EXERCISE — Output every line of the listing below as a JSON list of strings, one string per line, leaving out blank lines.

— start RECORDS TO USE —

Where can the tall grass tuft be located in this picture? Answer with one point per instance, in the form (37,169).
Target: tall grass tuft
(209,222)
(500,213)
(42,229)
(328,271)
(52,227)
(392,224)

— end RECORDS TO USE —

THE SOLUTION —
[
  "Where can the tall grass tuft be located in this picture? Answer with one point per instance, in the form (37,169).",
  "Target: tall grass tuft",
  "(209,222)",
  "(500,213)",
  "(42,229)",
  "(328,271)",
  "(52,227)",
  "(392,224)"
]